__WHAT TO DO__:
Copy the data word for word, keeping every line.

__ENTRIES SHOWN__:
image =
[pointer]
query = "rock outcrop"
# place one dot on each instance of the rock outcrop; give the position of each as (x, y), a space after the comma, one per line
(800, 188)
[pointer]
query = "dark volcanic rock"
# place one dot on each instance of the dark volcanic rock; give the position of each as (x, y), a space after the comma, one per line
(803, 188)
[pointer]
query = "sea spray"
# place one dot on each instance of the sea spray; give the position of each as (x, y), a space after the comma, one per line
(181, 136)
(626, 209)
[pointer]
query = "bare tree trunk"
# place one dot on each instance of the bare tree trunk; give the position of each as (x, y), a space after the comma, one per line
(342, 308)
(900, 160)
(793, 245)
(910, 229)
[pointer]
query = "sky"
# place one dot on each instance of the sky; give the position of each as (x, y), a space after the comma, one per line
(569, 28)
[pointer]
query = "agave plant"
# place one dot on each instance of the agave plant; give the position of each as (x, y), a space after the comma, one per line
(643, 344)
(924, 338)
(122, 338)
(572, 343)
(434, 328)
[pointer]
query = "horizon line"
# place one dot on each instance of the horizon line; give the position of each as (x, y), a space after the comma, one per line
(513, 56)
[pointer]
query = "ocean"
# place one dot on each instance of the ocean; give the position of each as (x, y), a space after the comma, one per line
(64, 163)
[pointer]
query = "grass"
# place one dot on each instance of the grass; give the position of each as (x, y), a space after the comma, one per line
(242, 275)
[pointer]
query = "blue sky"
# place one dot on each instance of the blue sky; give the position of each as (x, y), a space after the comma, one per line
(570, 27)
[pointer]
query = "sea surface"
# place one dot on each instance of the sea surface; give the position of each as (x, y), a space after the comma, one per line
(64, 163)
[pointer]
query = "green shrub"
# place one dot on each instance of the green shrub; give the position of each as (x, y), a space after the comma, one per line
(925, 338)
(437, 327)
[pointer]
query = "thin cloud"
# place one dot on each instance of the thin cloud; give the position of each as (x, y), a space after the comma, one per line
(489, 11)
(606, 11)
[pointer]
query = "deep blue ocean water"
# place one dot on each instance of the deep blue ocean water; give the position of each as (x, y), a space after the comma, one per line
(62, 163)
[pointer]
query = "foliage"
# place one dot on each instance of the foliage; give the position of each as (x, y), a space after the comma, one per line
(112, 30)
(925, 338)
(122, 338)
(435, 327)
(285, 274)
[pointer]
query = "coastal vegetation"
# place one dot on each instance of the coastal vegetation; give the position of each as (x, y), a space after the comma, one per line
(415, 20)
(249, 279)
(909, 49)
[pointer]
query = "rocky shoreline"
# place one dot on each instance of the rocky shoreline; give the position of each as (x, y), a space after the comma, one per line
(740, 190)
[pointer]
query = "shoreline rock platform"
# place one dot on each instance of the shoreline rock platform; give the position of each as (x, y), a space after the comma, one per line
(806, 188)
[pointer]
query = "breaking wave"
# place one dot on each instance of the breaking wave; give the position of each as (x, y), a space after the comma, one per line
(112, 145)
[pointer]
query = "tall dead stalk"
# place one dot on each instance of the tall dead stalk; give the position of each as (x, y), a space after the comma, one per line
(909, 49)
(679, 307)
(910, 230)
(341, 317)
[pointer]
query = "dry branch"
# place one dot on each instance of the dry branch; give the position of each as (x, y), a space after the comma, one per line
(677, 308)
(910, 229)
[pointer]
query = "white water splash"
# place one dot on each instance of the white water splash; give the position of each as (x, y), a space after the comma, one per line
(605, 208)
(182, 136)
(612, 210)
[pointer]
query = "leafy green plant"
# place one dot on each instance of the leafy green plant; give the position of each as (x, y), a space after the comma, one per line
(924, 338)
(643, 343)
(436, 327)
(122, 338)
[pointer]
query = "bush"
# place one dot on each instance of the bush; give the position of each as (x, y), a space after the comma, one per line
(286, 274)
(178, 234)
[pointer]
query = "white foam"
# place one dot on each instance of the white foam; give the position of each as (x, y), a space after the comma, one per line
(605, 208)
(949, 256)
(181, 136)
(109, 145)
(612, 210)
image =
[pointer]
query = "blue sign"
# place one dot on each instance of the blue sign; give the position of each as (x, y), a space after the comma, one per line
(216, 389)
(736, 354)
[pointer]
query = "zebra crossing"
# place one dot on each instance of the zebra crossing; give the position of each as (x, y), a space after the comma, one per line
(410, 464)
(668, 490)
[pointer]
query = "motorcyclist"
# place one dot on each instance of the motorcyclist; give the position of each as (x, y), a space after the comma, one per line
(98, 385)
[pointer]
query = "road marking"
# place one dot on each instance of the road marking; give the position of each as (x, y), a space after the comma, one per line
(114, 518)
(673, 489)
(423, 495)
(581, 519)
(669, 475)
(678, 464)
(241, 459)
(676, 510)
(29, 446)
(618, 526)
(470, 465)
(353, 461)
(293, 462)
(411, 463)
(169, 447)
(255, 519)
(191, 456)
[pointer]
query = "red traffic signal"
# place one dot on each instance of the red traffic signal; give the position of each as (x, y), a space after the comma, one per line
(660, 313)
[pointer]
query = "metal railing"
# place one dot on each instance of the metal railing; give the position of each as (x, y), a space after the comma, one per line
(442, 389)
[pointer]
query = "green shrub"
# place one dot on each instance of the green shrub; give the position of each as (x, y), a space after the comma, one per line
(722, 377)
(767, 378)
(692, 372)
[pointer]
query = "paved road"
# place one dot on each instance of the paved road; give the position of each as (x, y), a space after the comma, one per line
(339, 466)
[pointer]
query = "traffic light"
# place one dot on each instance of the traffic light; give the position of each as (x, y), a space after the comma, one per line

__FULL RESPONSE__:
image =
[pointer]
query = "rock outcrop"
# place one dot on each instance of the rock outcrop; give the position of each as (x, y), a space after the comma, one per line
(800, 188)
[pointer]
query = "dark volcanic rock"
# place one dot on each instance of the dark volcanic rock; give the position of each as (x, y), a space after the comma, one per line
(803, 188)
[pointer]
query = "sea spray"
# place one dot on each instance of the sea spray; give the position of each as (x, y), a space after the comma, one per line
(181, 136)
(626, 209)
[pointer]
query = "bare tree trunk"
# place one dot on each instance of the bare tree trunk; give the position of each as (x, y), a space after the comma, one per line
(342, 308)
(900, 160)
(793, 245)
(910, 229)
[pointer]
query = "sky"
# place one dot on each instance of the sky; give the position of each as (x, y), a space after the comma, one per line
(569, 28)
[pointer]
query = "agave plant"
# place one dot on each instance of the agave plant; give the position of each as (x, y), a space after the comma, one per line
(643, 344)
(924, 338)
(122, 338)
(572, 343)
(434, 328)
[pointer]
query = "horizon line"
# place one dot on each instance of the horizon line; give the position of each as (x, y), a space after the comma, one per line
(513, 56)
[pointer]
query = "ocean"
# place one dot on each instance of the ocean; give the position of each as (x, y), a space after the comma, one per line
(64, 163)
[pointer]
query = "grass"
# place one dot on each instance of the grass; give the position of each as (x, y), a space after the comma, one per line
(242, 275)
[pointer]
query = "blue sky"
# place one dot on each instance of the blue sky; give the position of each as (x, y), a space after the comma, one per line
(570, 27)
[pointer]
query = "sea surface"
# place one dot on each instance of the sea surface; give the position of each as (x, y), a space after the comma, one per line
(64, 163)
[pointer]
query = "green shrub"
# place one dot on each instance of the green shrub; give the position of each as (x, y), a space after the comma, one per line
(925, 338)
(437, 327)
[pointer]
query = "thin cloud"
# place one dot on each instance of the thin cloud; give the position of each as (x, y), a space after the comma, one per line
(489, 11)
(606, 11)
[pointer]
query = "deep blue ocean water"
# place one dot on each instance of the deep blue ocean water; give the position of each as (x, y), a space after the comma, one per line
(62, 163)
[pointer]
query = "foliage"
# place one dot on each instance of the foliage; give the position of each as (x, y), a space after the comma, one per line
(112, 30)
(925, 338)
(122, 338)
(435, 327)
(285, 274)
[pointer]
query = "coastal vegetation"
# place one dot on each instance of the coastal vegetation; give the position of each as (x, y), a space after the comma, one per line
(415, 20)
(249, 279)
(909, 49)
[pointer]
query = "rocky shoreline"
# place one dot on each instance of the rocky shoreline; give the position of each as (x, y), a space after the comma, one per line
(740, 190)
[pointer]
query = "shoreline rock platform"
# place one dot on each instance of the shoreline rock platform; give the position of each as (x, y), a space after the comma, one per line
(806, 188)
[pointer]
query = "breaking wave"
# place one dot on each instance of the breaking wave; give the position of each as (x, y), a space after the comma, one per line
(112, 145)
[pointer]
query = "tall dead stalk"
# place one dot on each instance of the tall dead stalk; give the position of each as (x, y), a space after the comma, one per line
(909, 49)
(679, 307)
(910, 230)
(341, 317)
[pointer]
query = "dry branch"
# place one dot on each instance of the dry branch; give the position of each as (x, y), a space after the comma, one per line
(677, 308)
(910, 229)
[pointer]
query = "white water splash"
# place one dot on each instance of the white water splash; give the position of each as (x, y), a space after the comma, one per line
(605, 208)
(182, 136)
(612, 210)
[pointer]
query = "leafy green plant"
# place one dot on each instance of the leafy green plant; give the position of each as (x, y), a space after the comma, one per line
(924, 338)
(643, 343)
(436, 327)
(122, 338)
[pointer]
query = "bush"
# place one dot on each instance of the bush; give the position of each as (x, y), a space after the comma, one per line
(286, 274)
(178, 234)
[pointer]
query = "white foam"
# place one dot on each instance of the white foam; give the position of each as (x, y), a space after the comma, one per line
(605, 208)
(949, 256)
(181, 136)
(109, 145)
(612, 210)
image =
[pointer]
query = "blue sign"
# place one dot on each instance of the blue sign; give the position of each as (x, y), a space after the comma, one per line
(216, 389)
(736, 354)
[pointer]
query = "zebra crossing"
# place one dot on each instance of the zebra crossing; give the position of each as (x, y), a space after the comma, one per line
(410, 464)
(668, 490)
[pointer]
query = "motorcyclist"
# place one dot on each instance of the motorcyclist; give the position of each as (x, y), a space after the comma, one per line
(98, 385)
[pointer]
query = "road marking"
# place one dot on each instance of the road marking; give the position of each as (x, y), a space after the comma, one per line
(114, 518)
(673, 489)
(423, 495)
(581, 519)
(669, 475)
(678, 464)
(241, 459)
(676, 510)
(29, 446)
(618, 526)
(470, 465)
(353, 461)
(293, 462)
(411, 463)
(169, 447)
(255, 519)
(191, 456)
[pointer]
query = "red traffic signal"
# place one dot on each instance of the red traffic signal; give the position of each as (x, y), a space after the comma, one per line
(660, 313)
[pointer]
query = "metal railing"
# place one dot on each instance of the metal railing; give the position of each as (x, y), a space after the comma, one per line
(442, 389)
[pointer]
query = "green shrub"
# place one dot on each instance of the green shrub; give the position of each as (x, y), a space after the comma, one per line
(722, 377)
(767, 378)
(692, 372)
[pointer]
query = "paved road"
# place one dot on each instance of the paved road; give the position of each as (x, y), a space after the comma, one per line
(339, 466)
[pointer]
query = "traffic light"
# place one dot on each instance of the traffic light; give the position of each as (x, y), a space after the comma, one per line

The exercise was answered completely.